GOAL:
Rescale the material below, from the line containing "Where can you spot the black shirt" through the end of the material, by writing out every line again, requests included. Multiply each coordinate in the answers by 2.05 and round it to a whole number, with halves rounded up.

#### RECORDS SHOWN

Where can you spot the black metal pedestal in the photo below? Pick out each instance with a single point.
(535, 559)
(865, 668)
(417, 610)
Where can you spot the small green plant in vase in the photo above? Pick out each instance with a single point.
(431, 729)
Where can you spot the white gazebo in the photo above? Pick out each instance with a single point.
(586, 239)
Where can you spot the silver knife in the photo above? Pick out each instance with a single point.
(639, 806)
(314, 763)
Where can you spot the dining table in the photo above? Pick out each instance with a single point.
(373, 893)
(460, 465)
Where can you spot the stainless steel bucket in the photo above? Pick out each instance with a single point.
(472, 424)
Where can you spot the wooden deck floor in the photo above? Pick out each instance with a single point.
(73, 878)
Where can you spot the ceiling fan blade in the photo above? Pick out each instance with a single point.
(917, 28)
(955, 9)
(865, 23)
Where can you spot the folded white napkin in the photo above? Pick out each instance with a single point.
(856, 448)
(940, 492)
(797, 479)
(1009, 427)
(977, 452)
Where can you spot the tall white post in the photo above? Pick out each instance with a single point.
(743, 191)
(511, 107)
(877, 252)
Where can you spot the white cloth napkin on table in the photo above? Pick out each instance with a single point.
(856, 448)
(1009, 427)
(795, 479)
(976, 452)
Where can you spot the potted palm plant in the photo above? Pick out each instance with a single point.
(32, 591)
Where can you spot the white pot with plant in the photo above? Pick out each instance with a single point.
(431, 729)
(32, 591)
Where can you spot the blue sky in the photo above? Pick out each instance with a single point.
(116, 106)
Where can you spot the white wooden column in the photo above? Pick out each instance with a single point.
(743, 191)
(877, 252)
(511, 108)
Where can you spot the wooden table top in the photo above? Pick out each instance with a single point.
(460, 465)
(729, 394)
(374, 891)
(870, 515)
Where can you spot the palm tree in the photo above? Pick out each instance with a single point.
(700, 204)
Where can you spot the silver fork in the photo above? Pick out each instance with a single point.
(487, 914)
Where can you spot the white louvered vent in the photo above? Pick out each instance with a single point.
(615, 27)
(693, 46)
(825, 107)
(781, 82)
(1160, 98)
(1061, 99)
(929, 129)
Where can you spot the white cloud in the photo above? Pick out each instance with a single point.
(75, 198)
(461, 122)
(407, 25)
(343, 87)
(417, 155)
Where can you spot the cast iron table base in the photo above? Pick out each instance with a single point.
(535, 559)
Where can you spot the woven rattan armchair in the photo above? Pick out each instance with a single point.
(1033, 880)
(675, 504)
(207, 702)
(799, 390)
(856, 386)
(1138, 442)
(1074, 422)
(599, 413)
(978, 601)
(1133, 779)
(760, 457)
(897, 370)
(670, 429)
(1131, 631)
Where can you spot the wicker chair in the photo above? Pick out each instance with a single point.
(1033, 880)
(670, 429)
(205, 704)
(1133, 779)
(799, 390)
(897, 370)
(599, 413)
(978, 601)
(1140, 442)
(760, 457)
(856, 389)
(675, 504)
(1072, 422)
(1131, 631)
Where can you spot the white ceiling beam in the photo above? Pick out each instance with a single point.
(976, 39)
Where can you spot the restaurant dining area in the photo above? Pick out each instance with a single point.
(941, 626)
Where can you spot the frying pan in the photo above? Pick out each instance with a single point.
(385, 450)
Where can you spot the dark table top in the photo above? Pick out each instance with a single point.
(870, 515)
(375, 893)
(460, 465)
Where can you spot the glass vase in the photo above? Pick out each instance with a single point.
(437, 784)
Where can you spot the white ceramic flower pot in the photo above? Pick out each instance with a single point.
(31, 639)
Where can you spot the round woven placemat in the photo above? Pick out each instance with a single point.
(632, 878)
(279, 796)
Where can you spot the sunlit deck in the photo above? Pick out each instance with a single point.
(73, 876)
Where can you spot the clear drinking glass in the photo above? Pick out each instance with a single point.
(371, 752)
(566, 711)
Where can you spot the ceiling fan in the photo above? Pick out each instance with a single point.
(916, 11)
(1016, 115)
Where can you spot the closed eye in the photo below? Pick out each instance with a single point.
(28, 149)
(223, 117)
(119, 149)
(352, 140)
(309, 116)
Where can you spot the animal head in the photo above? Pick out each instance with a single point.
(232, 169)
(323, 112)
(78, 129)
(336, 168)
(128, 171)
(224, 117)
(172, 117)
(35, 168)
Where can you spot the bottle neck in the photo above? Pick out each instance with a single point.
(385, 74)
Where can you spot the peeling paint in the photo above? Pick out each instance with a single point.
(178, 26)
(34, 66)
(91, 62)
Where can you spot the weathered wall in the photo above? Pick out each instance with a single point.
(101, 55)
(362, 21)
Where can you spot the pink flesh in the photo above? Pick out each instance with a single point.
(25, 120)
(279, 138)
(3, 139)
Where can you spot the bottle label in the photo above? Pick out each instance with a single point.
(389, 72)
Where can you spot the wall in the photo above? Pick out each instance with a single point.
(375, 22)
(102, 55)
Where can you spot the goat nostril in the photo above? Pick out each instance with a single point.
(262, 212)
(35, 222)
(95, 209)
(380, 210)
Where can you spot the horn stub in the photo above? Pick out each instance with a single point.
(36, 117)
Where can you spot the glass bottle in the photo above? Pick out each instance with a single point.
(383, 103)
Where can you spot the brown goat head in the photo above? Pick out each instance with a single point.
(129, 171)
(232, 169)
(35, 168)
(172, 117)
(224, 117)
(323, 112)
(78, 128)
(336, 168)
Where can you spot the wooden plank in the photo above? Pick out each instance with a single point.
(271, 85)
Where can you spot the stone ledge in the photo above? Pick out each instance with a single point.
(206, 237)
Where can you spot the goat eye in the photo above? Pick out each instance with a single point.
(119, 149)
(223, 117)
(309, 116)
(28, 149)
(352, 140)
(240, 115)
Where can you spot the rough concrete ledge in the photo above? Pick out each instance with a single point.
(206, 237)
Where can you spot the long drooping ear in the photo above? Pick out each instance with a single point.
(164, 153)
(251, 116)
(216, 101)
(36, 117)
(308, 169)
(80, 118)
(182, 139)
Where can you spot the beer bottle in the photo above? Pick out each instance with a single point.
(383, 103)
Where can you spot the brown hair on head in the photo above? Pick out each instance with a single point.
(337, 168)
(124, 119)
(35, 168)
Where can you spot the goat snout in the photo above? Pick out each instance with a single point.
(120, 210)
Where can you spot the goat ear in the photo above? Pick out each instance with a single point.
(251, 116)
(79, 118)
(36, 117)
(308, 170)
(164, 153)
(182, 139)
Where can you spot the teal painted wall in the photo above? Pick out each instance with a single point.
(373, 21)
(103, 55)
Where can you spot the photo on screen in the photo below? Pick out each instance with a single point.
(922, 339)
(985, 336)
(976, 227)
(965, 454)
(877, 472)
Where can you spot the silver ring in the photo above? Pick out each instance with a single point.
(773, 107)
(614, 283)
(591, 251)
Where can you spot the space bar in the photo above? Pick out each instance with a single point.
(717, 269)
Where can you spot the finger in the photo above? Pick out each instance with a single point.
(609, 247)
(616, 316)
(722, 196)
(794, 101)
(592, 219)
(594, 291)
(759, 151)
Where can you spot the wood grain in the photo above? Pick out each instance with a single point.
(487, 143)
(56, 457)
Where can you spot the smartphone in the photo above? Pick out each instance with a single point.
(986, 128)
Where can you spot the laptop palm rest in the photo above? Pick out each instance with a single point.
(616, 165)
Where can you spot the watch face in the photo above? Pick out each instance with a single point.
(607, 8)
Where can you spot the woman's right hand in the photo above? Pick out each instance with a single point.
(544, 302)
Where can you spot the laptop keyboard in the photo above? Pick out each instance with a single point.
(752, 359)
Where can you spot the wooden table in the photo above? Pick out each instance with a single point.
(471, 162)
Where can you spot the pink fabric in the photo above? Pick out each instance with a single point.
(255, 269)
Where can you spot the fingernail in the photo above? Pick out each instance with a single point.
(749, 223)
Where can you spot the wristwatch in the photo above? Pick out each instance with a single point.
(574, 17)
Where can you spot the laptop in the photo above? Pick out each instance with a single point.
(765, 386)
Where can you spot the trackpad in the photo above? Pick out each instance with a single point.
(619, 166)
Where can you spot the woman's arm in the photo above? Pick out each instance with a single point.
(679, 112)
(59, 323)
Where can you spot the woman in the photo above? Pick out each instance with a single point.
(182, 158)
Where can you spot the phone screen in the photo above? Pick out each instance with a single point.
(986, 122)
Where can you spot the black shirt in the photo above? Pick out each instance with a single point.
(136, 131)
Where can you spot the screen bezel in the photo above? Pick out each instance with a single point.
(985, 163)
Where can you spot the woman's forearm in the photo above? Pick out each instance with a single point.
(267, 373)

########

FINAL RESULT:
Where can you spot the black shirt in the photo above? Pick out each instance with a single point.
(279, 269)
Where can you spot the screen bezel in the photo above? Pick out each instance with a single point.
(2019, 334)
Where can you spot the woman's forearm in the photo above? Pick out each instance with a single point.
(547, 765)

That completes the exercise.